**Tasks and exercises**
a) In the relative velocity post, what should the translation of $O$ have been?
b) Reproduce the stretch of the relative velocity post from "I roughly understand" through "must be done.".

**Article**

I'm so sorry. When I transcribed from the original source I forgot the translation of $O$ should had been $W$ for west.

But I read your explanation and I still don't get. Can you tell me exactly how to use the reference frame?.

The only way that I could understand why you did a straight subtraction between $v_{B}-v_{O_{2}}$ is that both share the same orientation?

I roughly understand what you mean so should I subtract

$v_{B}-v_{A}$ But this cannot be done directly. I have to consider the orientation of $A$ in other words, a vectorial subtraction must be done.

Therefore:

$\vec{v_{B}}=\left\langle -30\sin 53^{\circ}, 30 \cos 53^{\circ} \right\rangle$

$\vec{v_{B}}=\left\langle -30\left(\frac{4}{5}, 30 \left(\frac{3}{5} \right ) \right )\right\rangle$

$\vec{v_{B}}=\left\langle -24, 18 \right\rangle$

Therefore since:

$\vec{v_{A}}=\left\langle 0,20\right\rangle$

Thus to make a subtraction from both will be

$\vec{v_{B}}-\vec{v_{A}}= \left\langle -24, -2 \right\rangle$

Which would be what skeeter described accurately with its graph.

**Information supplied**

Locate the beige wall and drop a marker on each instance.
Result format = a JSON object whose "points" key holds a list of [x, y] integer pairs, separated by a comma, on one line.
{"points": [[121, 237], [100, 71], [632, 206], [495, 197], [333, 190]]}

**Answers to the problems**
a) $W$, for west.

b)
I roughly understand what you mean so should I subtract

$v_{B}-v_{A}$ But this cannot be done directly. I have to consider the orientation of $A$ in other words, a vectorial subtraction must be done.